◆ **Gegeven opgave**
Geef alstublieft de gegevens hieronder opnieuw weer, beginnend bij de regel met "find the beige" en stoppend na de regel met "467 165 509 269". Verschuif daarbij elke coördinaat in de antwoorden met 15 en neem alle andere regels ongewijzigd over.

◆ **Ruwe gegevens**
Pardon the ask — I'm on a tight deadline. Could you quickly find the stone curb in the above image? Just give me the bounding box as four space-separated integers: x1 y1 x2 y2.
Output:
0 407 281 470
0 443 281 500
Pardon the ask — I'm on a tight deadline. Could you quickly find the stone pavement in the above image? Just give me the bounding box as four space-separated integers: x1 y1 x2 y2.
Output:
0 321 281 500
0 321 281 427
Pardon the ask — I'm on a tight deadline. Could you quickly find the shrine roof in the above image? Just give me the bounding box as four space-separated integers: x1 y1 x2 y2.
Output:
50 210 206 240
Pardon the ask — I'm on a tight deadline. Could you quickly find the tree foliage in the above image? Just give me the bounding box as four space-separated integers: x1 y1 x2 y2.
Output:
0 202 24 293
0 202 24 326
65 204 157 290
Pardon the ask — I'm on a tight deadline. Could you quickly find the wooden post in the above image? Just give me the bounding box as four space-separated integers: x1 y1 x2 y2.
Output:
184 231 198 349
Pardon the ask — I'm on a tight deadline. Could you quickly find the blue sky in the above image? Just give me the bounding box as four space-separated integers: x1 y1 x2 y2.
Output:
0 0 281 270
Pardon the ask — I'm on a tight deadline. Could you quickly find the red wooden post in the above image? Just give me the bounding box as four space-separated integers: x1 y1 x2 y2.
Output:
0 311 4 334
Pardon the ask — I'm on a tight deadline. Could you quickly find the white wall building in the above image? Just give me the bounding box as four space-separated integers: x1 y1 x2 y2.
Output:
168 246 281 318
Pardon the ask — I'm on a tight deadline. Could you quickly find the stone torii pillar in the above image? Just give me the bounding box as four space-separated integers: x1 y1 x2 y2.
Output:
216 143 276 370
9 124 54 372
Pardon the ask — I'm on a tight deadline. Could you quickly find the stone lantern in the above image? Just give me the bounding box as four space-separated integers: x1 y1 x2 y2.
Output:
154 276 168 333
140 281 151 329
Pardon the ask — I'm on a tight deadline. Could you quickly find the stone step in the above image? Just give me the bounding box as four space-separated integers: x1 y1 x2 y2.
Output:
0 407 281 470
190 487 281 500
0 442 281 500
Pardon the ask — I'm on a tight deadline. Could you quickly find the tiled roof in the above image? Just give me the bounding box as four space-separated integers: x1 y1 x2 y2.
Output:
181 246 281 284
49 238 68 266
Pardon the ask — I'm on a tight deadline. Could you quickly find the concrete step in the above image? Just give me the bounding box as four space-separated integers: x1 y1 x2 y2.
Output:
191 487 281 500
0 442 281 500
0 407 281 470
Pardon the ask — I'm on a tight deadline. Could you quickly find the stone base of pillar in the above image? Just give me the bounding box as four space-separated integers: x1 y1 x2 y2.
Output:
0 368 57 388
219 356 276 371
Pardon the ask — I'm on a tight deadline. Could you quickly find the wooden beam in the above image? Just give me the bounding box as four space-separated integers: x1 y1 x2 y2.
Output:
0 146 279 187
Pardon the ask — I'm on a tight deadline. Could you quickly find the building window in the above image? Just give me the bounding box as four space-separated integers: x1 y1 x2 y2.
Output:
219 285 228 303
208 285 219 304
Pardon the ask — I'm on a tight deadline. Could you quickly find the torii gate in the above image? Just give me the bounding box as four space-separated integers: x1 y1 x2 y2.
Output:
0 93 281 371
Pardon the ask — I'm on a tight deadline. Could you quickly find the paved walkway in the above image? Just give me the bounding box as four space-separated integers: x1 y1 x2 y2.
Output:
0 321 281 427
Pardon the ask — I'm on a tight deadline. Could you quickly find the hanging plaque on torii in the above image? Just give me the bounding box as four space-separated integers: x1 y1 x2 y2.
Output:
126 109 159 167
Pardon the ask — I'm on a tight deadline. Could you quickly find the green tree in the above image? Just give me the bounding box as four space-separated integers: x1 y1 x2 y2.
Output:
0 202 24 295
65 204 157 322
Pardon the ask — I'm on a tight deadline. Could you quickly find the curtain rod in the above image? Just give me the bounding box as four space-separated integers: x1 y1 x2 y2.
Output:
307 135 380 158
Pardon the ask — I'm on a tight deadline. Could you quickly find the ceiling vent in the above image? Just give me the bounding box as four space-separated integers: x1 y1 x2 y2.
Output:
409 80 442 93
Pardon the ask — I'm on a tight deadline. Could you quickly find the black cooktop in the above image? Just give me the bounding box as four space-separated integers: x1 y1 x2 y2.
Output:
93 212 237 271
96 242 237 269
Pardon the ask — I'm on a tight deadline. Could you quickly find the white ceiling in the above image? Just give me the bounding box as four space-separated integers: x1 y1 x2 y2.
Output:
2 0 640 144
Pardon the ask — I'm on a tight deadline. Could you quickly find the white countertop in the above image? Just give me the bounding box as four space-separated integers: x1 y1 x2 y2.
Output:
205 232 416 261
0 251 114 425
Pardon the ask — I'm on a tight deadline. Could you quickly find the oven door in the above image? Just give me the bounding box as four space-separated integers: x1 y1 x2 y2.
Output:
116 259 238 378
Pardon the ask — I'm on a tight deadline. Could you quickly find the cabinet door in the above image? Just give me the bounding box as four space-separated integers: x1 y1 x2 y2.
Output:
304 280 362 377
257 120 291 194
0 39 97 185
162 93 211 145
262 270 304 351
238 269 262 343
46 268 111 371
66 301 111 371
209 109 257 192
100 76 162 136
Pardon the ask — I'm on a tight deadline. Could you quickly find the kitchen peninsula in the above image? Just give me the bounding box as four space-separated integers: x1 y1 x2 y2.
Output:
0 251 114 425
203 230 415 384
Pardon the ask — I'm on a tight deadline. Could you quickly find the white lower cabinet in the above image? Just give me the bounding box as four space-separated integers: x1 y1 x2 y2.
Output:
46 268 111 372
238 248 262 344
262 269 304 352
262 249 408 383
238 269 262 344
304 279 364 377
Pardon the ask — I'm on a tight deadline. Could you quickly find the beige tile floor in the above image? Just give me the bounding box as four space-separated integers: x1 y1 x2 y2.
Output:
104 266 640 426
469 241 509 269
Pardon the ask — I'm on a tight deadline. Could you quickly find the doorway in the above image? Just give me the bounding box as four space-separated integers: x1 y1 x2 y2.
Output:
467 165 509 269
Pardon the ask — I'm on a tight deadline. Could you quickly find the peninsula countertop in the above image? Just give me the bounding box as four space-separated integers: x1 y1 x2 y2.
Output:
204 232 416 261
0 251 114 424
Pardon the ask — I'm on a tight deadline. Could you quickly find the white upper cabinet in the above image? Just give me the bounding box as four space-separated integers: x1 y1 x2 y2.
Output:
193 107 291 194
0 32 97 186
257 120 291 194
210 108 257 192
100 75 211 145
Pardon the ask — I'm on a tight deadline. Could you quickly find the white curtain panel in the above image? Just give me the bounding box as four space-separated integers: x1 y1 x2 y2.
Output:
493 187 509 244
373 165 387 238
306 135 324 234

◆ **Antwoord**
Pardon the ask — I'm on a tight deadline. Could you quickly find the beige tile floor in the above image? Just give me the bounding box as four space-separated integers: x1 y1 x2 y2.
Output:
119 281 655 441
484 256 524 284
Pardon the ask — I'm on a tight deadline. Could you quickly find the doorway in the above image? Just give me the bounding box as four space-separated integers: x1 y1 x2 y2.
Output:
482 180 524 284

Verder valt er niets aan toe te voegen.